● Challenge a
Count the lines in the rows below that contain the string "wheel", treating uppercase and lowercase as different, and give only the number.

● Text extract
* start *

# Where Eagles Dare! 19TH MAY Mach Loop



## lloydh (May 27, 2011)

What a day, quality movements with a 29 Squadron Typhoon a Usaf MC-130H a warton based GR4 and last but not least the 2x ship of Eagles :mrgreen:

Hope you like the shots!

1. Sapper flight made my day!



USAF F-15E Strike Eagle by lloydh.co.uk, on Flickr

2.



Reworked F-15E Strike Eagle by lloydh.co.uk, on Flickr

3.



F-15E Strike Eagle by lloydh.co.uk, on Flickr

4.



F-15E Strike Eagle by lloydh.co.uk, on Flickr

5.



F-15E Strike Eagle by lloydh.co.uk, on Flickr

6.



F-15E Strike Eagle by lloydh.co.uk, on Flickr

7. 2 excellent passes from the MC-130H



MC-130H by lloydh.co.uk, on Flickr

8.



MC-130H by lloydh.co.uk, on Flickr

9.



MC-130 by lloydh.co.uk, on Flickr

10. Those boys and girls from warton sure know how to fly



Warton Tornado GR4 by lloydh.co.uk, on Flickr

11.

* end *

● Challenge b
In the forum post about the Mach Loop, which aircraft made two excellent passes?

● Source data
* start *

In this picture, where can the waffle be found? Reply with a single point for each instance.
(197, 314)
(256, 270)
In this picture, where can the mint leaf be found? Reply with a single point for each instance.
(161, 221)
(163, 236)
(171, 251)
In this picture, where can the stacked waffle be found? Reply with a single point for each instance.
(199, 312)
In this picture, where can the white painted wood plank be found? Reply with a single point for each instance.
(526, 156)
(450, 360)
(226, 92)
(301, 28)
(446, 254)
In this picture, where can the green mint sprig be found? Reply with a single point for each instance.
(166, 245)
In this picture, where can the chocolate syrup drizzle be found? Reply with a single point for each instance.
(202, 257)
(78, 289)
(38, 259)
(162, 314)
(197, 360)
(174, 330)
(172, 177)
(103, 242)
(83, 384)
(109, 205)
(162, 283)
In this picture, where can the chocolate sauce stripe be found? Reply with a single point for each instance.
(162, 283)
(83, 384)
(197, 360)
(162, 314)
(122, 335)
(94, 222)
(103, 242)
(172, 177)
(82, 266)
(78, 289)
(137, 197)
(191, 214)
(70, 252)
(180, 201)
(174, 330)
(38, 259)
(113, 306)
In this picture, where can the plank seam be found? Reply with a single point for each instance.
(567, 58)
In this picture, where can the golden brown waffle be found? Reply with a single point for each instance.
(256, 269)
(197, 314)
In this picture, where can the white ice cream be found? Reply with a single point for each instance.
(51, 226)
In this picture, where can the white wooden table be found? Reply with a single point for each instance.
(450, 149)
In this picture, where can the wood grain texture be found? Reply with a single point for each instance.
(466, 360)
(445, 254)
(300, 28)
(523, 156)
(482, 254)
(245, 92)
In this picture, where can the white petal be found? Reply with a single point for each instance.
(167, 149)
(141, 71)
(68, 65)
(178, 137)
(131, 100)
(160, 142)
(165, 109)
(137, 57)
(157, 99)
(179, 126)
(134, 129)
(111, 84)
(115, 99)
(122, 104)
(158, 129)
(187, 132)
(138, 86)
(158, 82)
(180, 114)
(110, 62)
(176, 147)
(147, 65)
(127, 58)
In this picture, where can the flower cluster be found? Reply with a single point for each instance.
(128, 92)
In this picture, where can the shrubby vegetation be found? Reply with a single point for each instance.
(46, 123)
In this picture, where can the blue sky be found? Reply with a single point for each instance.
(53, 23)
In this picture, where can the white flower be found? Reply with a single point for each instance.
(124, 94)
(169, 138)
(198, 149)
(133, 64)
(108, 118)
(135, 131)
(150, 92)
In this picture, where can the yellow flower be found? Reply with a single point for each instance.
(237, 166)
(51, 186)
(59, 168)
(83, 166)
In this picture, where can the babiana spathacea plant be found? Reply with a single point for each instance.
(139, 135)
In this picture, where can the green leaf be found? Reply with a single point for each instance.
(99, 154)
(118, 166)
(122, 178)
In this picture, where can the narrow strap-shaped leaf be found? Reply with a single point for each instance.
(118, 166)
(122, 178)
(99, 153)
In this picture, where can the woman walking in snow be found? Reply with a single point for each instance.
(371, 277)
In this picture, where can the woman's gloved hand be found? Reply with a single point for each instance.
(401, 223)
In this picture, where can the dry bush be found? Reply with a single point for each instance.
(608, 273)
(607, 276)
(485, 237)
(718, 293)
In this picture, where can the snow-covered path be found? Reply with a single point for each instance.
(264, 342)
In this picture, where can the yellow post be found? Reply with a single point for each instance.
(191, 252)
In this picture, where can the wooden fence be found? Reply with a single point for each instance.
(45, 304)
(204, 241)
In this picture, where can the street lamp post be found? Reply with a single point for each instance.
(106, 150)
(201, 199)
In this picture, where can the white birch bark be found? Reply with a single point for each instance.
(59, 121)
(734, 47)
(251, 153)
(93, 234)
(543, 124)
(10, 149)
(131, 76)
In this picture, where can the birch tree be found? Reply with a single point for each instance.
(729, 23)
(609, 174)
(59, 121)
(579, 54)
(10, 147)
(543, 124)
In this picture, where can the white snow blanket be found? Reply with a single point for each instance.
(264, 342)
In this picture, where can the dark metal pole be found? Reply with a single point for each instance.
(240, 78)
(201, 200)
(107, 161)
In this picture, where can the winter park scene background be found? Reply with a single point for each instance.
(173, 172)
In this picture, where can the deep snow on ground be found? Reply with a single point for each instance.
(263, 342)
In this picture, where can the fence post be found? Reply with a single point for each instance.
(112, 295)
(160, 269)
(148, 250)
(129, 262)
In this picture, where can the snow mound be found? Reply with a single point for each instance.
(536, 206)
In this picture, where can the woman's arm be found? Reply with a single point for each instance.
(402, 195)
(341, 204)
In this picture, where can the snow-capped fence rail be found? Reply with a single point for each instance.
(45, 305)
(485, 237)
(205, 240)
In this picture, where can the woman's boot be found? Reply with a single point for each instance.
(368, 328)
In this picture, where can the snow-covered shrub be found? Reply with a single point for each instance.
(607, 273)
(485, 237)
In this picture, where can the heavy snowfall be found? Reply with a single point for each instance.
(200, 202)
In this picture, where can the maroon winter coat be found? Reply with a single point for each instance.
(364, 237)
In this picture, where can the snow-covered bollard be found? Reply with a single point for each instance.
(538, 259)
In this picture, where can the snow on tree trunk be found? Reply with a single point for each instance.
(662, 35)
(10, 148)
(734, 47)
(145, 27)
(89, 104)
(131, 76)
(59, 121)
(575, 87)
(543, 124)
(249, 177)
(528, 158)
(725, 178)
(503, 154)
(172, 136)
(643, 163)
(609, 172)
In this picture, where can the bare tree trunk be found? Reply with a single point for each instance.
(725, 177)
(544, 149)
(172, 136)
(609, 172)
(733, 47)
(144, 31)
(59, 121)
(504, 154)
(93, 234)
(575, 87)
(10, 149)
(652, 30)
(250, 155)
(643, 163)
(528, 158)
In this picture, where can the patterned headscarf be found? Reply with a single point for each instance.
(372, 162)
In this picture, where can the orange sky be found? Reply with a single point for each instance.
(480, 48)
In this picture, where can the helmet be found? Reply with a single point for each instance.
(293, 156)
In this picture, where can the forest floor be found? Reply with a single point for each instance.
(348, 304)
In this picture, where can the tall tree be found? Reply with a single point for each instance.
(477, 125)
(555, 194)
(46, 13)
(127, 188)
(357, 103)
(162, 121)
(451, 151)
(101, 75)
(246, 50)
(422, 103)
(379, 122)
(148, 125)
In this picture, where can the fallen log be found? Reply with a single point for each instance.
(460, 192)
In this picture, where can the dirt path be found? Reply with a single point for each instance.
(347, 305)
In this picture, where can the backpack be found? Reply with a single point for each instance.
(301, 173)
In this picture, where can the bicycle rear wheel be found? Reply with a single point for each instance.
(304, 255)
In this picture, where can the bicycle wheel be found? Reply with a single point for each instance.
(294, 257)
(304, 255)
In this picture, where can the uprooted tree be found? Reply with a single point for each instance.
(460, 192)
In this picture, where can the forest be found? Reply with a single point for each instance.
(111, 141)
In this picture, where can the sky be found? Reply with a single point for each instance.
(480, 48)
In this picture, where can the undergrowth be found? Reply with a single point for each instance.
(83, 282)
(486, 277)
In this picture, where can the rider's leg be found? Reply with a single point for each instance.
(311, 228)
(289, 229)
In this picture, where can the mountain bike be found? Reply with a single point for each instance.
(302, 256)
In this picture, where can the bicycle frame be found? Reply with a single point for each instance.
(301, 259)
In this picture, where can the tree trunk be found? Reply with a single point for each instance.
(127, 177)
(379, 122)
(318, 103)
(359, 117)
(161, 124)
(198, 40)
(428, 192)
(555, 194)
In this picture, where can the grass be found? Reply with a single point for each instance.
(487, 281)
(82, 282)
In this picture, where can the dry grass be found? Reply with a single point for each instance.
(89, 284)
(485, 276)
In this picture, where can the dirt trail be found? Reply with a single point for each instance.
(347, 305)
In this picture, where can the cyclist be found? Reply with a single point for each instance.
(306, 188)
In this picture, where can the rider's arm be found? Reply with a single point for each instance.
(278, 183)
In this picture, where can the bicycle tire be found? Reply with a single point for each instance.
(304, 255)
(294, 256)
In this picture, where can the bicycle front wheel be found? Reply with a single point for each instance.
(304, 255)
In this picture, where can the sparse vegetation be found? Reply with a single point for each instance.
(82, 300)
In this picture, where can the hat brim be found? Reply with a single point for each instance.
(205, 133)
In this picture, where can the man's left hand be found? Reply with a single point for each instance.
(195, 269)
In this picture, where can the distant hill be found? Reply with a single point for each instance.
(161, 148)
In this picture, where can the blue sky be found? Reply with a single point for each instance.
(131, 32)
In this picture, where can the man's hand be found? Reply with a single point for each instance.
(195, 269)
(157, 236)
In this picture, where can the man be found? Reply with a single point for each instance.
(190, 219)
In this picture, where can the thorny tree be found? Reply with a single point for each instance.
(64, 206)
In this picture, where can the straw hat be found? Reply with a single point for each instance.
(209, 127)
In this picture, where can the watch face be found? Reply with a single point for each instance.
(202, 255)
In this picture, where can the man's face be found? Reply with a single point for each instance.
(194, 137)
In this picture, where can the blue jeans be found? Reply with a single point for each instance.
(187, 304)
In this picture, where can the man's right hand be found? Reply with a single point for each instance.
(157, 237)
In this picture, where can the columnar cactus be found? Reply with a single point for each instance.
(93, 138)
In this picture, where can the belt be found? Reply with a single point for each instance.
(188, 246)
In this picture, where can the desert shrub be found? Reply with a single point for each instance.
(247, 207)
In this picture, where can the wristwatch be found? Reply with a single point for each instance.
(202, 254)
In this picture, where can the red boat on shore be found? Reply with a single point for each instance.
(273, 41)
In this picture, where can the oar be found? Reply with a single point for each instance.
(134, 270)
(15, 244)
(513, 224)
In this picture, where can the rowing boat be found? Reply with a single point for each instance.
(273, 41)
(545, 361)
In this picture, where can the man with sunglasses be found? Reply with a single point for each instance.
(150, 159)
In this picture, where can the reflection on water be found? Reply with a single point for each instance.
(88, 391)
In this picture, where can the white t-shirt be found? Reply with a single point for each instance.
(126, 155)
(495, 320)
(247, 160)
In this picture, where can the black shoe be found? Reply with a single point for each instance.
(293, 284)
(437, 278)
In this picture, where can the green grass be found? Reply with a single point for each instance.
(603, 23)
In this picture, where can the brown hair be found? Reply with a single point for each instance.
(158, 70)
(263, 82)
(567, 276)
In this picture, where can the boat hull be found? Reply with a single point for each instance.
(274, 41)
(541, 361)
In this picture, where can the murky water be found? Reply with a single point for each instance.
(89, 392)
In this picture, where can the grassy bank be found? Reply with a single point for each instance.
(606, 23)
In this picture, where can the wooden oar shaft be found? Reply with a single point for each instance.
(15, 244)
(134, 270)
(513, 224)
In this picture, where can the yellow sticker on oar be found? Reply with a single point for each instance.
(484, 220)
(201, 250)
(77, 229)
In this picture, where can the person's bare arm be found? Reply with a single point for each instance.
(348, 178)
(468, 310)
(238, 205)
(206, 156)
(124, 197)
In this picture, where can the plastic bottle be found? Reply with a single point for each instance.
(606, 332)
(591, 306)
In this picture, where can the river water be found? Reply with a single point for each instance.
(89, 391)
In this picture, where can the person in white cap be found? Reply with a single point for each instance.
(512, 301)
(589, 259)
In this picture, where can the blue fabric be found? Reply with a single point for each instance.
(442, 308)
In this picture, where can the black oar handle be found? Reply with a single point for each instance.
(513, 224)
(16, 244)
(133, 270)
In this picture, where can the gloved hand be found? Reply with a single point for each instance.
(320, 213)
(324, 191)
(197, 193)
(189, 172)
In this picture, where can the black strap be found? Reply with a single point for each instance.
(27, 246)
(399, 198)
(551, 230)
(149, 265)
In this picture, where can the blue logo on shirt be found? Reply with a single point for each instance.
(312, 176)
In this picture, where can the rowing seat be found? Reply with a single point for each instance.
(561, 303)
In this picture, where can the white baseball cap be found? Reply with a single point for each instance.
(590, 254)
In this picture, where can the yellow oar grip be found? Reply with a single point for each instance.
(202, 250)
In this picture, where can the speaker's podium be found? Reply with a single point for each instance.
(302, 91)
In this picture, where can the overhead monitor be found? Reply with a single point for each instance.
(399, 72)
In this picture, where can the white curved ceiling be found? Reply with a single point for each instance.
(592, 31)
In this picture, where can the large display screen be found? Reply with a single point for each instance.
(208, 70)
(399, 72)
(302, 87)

* end *

● Problem solution a
3

● Problem solution b
The MC-130H.